[Object detection data]
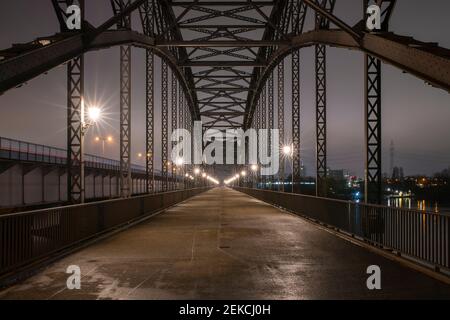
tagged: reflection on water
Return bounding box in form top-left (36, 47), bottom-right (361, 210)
top-left (387, 198), bottom-right (450, 213)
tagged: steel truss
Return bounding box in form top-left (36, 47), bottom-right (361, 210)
top-left (363, 0), bottom-right (396, 204)
top-left (291, 0), bottom-right (307, 193)
top-left (67, 55), bottom-right (84, 203)
top-left (52, 0), bottom-right (85, 203)
top-left (139, 0), bottom-right (155, 193)
top-left (161, 60), bottom-right (169, 191)
top-left (260, 85), bottom-right (269, 189)
top-left (169, 73), bottom-right (181, 190)
top-left (315, 0), bottom-right (336, 197)
top-left (111, 0), bottom-right (133, 197)
top-left (277, 60), bottom-right (285, 191)
top-left (267, 73), bottom-right (275, 188)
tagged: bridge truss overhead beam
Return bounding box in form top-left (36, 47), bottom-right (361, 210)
top-left (277, 59), bottom-right (285, 191)
top-left (161, 59), bottom-right (169, 191)
top-left (169, 73), bottom-right (181, 190)
top-left (111, 0), bottom-right (133, 198)
top-left (67, 55), bottom-right (84, 203)
top-left (316, 44), bottom-right (327, 196)
top-left (139, 0), bottom-right (155, 193)
top-left (62, 0), bottom-right (85, 203)
top-left (364, 55), bottom-right (382, 203)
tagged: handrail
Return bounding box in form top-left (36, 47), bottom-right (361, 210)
top-left (234, 187), bottom-right (450, 271)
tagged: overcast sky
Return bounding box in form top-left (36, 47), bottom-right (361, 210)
top-left (0, 0), bottom-right (450, 175)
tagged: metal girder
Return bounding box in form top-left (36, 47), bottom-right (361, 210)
top-left (169, 73), bottom-right (178, 190)
top-left (363, 0), bottom-right (384, 204)
top-left (170, 1), bottom-right (274, 7)
top-left (67, 55), bottom-right (84, 203)
top-left (183, 60), bottom-right (266, 68)
top-left (267, 73), bottom-right (275, 183)
top-left (161, 60), bottom-right (169, 191)
top-left (155, 40), bottom-right (289, 48)
top-left (364, 55), bottom-right (382, 203)
top-left (315, 44), bottom-right (327, 196)
top-left (277, 60), bottom-right (285, 191)
top-left (315, 0), bottom-right (336, 197)
top-left (62, 1), bottom-right (85, 203)
top-left (291, 0), bottom-right (306, 193)
top-left (140, 0), bottom-right (155, 193)
top-left (111, 0), bottom-right (133, 198)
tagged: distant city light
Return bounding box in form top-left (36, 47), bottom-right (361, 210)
top-left (283, 145), bottom-right (292, 156)
top-left (88, 107), bottom-right (102, 122)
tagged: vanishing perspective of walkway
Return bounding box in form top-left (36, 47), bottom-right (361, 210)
top-left (0, 188), bottom-right (450, 299)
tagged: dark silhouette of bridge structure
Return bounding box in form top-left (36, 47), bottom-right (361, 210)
top-left (0, 0), bottom-right (450, 298)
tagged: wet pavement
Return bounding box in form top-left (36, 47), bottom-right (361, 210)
top-left (0, 188), bottom-right (450, 299)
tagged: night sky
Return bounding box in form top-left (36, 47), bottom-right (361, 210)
top-left (0, 0), bottom-right (450, 176)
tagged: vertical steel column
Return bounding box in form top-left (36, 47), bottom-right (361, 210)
top-left (292, 50), bottom-right (301, 193)
top-left (67, 55), bottom-right (84, 203)
top-left (277, 59), bottom-right (285, 192)
top-left (255, 96), bottom-right (261, 189)
top-left (291, 0), bottom-right (302, 193)
top-left (111, 0), bottom-right (132, 197)
top-left (177, 82), bottom-right (186, 189)
top-left (120, 46), bottom-right (132, 197)
top-left (315, 0), bottom-right (336, 197)
top-left (364, 54), bottom-right (382, 203)
top-left (316, 44), bottom-right (327, 197)
top-left (140, 0), bottom-right (155, 193)
top-left (170, 72), bottom-right (178, 190)
top-left (267, 72), bottom-right (275, 189)
top-left (145, 50), bottom-right (155, 193)
top-left (363, 0), bottom-right (382, 203)
top-left (67, 1), bottom-right (85, 203)
top-left (161, 59), bottom-right (169, 191)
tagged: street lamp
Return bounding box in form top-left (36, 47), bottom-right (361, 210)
top-left (95, 136), bottom-right (113, 157)
top-left (80, 104), bottom-right (102, 203)
top-left (283, 145), bottom-right (294, 192)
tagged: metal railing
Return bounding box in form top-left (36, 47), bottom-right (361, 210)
top-left (0, 137), bottom-right (148, 174)
top-left (0, 188), bottom-right (208, 278)
top-left (235, 187), bottom-right (450, 269)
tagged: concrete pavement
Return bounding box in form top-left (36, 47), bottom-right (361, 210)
top-left (0, 188), bottom-right (450, 299)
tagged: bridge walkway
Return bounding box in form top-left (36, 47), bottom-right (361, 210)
top-left (0, 188), bottom-right (450, 299)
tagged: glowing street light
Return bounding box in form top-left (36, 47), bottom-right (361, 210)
top-left (175, 158), bottom-right (184, 167)
top-left (88, 107), bottom-right (102, 123)
top-left (95, 136), bottom-right (113, 157)
top-left (283, 145), bottom-right (292, 156)
top-left (283, 145), bottom-right (294, 192)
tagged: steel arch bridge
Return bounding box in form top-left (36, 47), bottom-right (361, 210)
top-left (0, 0), bottom-right (450, 203)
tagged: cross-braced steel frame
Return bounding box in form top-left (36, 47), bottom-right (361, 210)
top-left (291, 0), bottom-right (307, 193)
top-left (170, 73), bottom-right (179, 190)
top-left (161, 60), bottom-right (169, 191)
top-left (4, 0), bottom-right (450, 202)
top-left (52, 0), bottom-right (85, 203)
top-left (315, 0), bottom-right (336, 197)
top-left (277, 59), bottom-right (285, 191)
top-left (140, 0), bottom-right (155, 193)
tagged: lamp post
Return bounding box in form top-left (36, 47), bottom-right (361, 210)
top-left (283, 145), bottom-right (294, 192)
top-left (80, 104), bottom-right (102, 203)
top-left (250, 164), bottom-right (258, 189)
top-left (95, 136), bottom-right (113, 157)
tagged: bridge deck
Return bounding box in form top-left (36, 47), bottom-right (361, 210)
top-left (0, 188), bottom-right (450, 299)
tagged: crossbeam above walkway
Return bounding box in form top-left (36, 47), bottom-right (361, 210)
top-left (0, 188), bottom-right (450, 299)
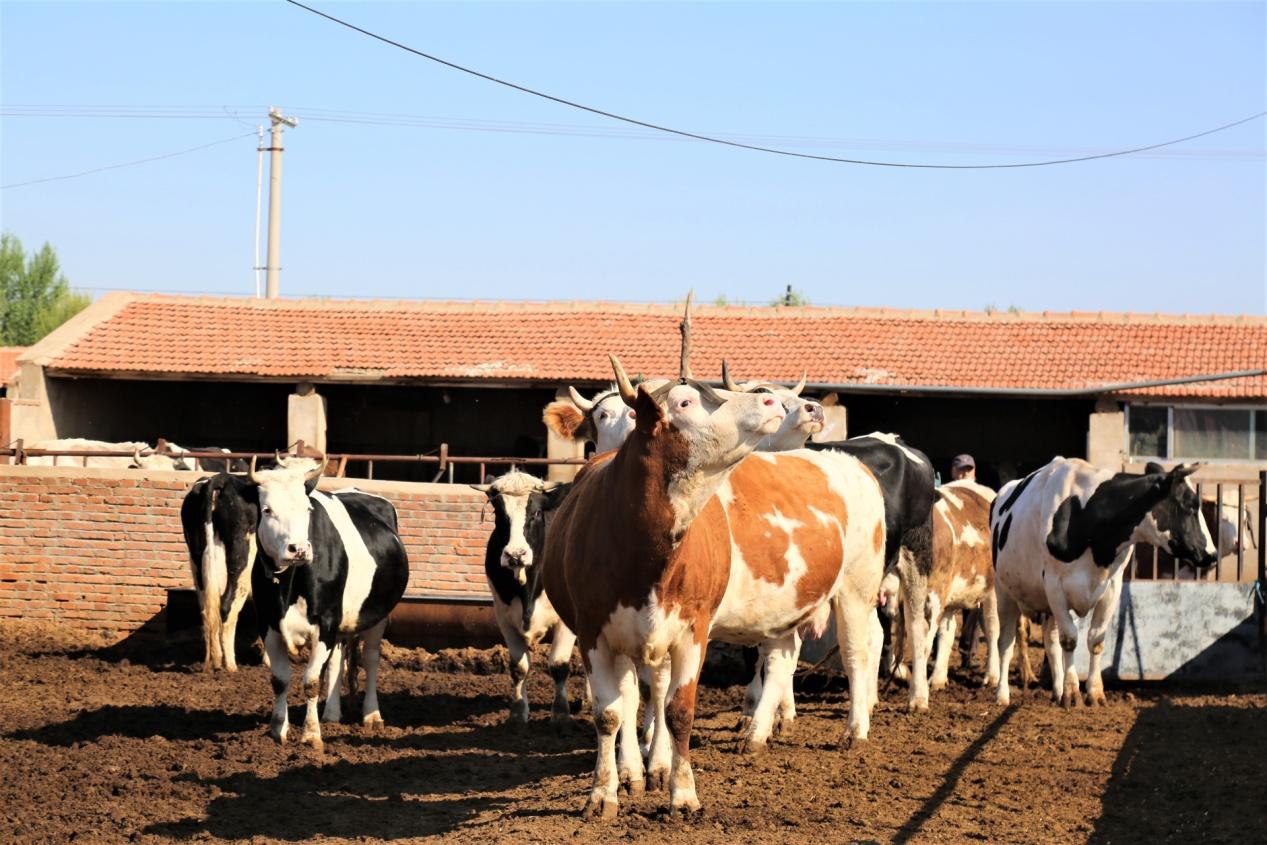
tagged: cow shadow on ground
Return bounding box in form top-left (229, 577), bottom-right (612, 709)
top-left (5, 704), bottom-right (261, 746)
top-left (1088, 697), bottom-right (1267, 845)
top-left (143, 751), bottom-right (592, 841)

Your task:
Please copy out these lines word for word, leaving out the pictures.

The result:
tagged: reflection on water
Return bounding box in form top-left (36, 47), bottom-right (361, 210)
top-left (387, 198), bottom-right (450, 213)
tagged: steel truss
Return bounding box in form top-left (36, 47), bottom-right (361, 210)
top-left (363, 0), bottom-right (396, 204)
top-left (291, 0), bottom-right (307, 193)
top-left (67, 55), bottom-right (84, 203)
top-left (52, 0), bottom-right (85, 203)
top-left (139, 0), bottom-right (155, 193)
top-left (161, 60), bottom-right (169, 191)
top-left (260, 85), bottom-right (269, 189)
top-left (169, 73), bottom-right (181, 190)
top-left (315, 0), bottom-right (336, 197)
top-left (111, 0), bottom-right (133, 197)
top-left (277, 60), bottom-right (285, 191)
top-left (267, 73), bottom-right (275, 188)
tagged: bridge truss overhead beam
Return bounding box in form top-left (36, 47), bottom-right (361, 210)
top-left (277, 59), bottom-right (285, 191)
top-left (161, 59), bottom-right (169, 191)
top-left (169, 73), bottom-right (181, 190)
top-left (111, 0), bottom-right (133, 198)
top-left (67, 55), bottom-right (84, 203)
top-left (316, 44), bottom-right (327, 196)
top-left (139, 0), bottom-right (155, 193)
top-left (62, 0), bottom-right (85, 203)
top-left (364, 55), bottom-right (382, 203)
tagged: handrail
Return bounding box in form top-left (36, 47), bottom-right (361, 210)
top-left (234, 187), bottom-right (450, 271)
tagged: overcast sky
Return bounding box in form top-left (36, 47), bottom-right (361, 210)
top-left (0, 0), bottom-right (450, 175)
tagged: metal girder
Return bounding box in form top-left (36, 47), bottom-right (361, 210)
top-left (169, 73), bottom-right (178, 190)
top-left (363, 0), bottom-right (384, 204)
top-left (170, 1), bottom-right (274, 7)
top-left (67, 55), bottom-right (84, 203)
top-left (183, 60), bottom-right (266, 68)
top-left (267, 73), bottom-right (275, 183)
top-left (161, 60), bottom-right (169, 191)
top-left (155, 40), bottom-right (289, 48)
top-left (364, 55), bottom-right (382, 203)
top-left (315, 44), bottom-right (327, 196)
top-left (277, 60), bottom-right (285, 191)
top-left (315, 0), bottom-right (336, 197)
top-left (62, 1), bottom-right (85, 203)
top-left (291, 0), bottom-right (306, 193)
top-left (140, 0), bottom-right (155, 193)
top-left (111, 0), bottom-right (133, 198)
tagged: distant city light
Return bounding box in form top-left (36, 47), bottom-right (361, 210)
top-left (283, 145), bottom-right (292, 156)
top-left (88, 107), bottom-right (102, 122)
tagged: vanishing perspective of walkway
Return bounding box in form top-left (36, 47), bottom-right (361, 210)
top-left (0, 188), bottom-right (450, 299)
tagged: dark silhouette of bridge structure
Return bounding box in form top-left (36, 47), bottom-right (361, 210)
top-left (0, 0), bottom-right (450, 298)
tagged: wet pavement
Return bounding box in form top-left (36, 47), bottom-right (361, 210)
top-left (0, 188), bottom-right (450, 299)
tagged: night sky
Return bounding box in form top-left (36, 47), bottom-right (361, 210)
top-left (0, 0), bottom-right (450, 176)
tagged: vertical steel column
Return bounding box in form top-left (36, 47), bottom-right (361, 210)
top-left (292, 50), bottom-right (301, 193)
top-left (67, 55), bottom-right (84, 203)
top-left (277, 59), bottom-right (285, 192)
top-left (255, 96), bottom-right (261, 189)
top-left (291, 0), bottom-right (302, 193)
top-left (111, 0), bottom-right (132, 197)
top-left (177, 82), bottom-right (186, 189)
top-left (120, 46), bottom-right (132, 197)
top-left (315, 0), bottom-right (336, 197)
top-left (364, 54), bottom-right (382, 203)
top-left (316, 44), bottom-right (327, 197)
top-left (140, 0), bottom-right (155, 193)
top-left (170, 72), bottom-right (178, 190)
top-left (267, 72), bottom-right (275, 189)
top-left (145, 50), bottom-right (155, 193)
top-left (363, 0), bottom-right (382, 203)
top-left (67, 1), bottom-right (85, 203)
top-left (161, 59), bottom-right (169, 191)
tagged: street lamp
Return bounding box in form top-left (36, 47), bottom-right (361, 210)
top-left (95, 136), bottom-right (113, 157)
top-left (80, 104), bottom-right (102, 203)
top-left (283, 145), bottom-right (294, 192)
tagged: metal railing
Return bounding box in form top-left (36, 47), bottom-right (361, 210)
top-left (0, 137), bottom-right (148, 174)
top-left (0, 188), bottom-right (208, 278)
top-left (235, 187), bottom-right (450, 269)
tagged: concrete pavement
Return bounding box in form top-left (36, 47), bottom-right (361, 210)
top-left (0, 188), bottom-right (450, 299)
tagged: bridge walkway
Return bounding box in form top-left (36, 47), bottom-right (361, 210)
top-left (0, 188), bottom-right (450, 299)
tagged: glowing street light
Return bounding box in form top-left (36, 47), bottom-right (361, 210)
top-left (175, 158), bottom-right (184, 167)
top-left (88, 107), bottom-right (102, 123)
top-left (95, 136), bottom-right (113, 157)
top-left (283, 145), bottom-right (292, 156)
top-left (283, 145), bottom-right (294, 192)
tagged: steel arch bridge
Return bounding box in form top-left (36, 47), bottom-right (361, 210)
top-left (0, 0), bottom-right (450, 203)
tagged: cross-braced steel frame
Return bounding box in form top-left (36, 47), bottom-right (361, 210)
top-left (291, 0), bottom-right (307, 193)
top-left (170, 73), bottom-right (179, 190)
top-left (161, 60), bottom-right (169, 191)
top-left (4, 0), bottom-right (450, 202)
top-left (52, 0), bottom-right (85, 203)
top-left (315, 0), bottom-right (336, 197)
top-left (277, 59), bottom-right (285, 191)
top-left (140, 0), bottom-right (155, 193)
tagged: lamp post
Return bounding box in form top-left (36, 47), bottom-right (361, 210)
top-left (283, 145), bottom-right (294, 192)
top-left (80, 104), bottom-right (102, 203)
top-left (250, 164), bottom-right (258, 189)
top-left (95, 136), bottom-right (113, 157)
tagged: bridge deck
Return bounding box in form top-left (36, 47), bottom-right (361, 210)
top-left (0, 188), bottom-right (450, 299)
tagged: crossbeam above walkway
Return bounding box in form top-left (36, 47), bottom-right (361, 210)
top-left (0, 188), bottom-right (450, 299)
tagged: cow shadow on ground
Return bounding box in form top-left (229, 577), bottom-right (612, 709)
top-left (5, 704), bottom-right (261, 746)
top-left (1088, 697), bottom-right (1267, 845)
top-left (143, 751), bottom-right (592, 841)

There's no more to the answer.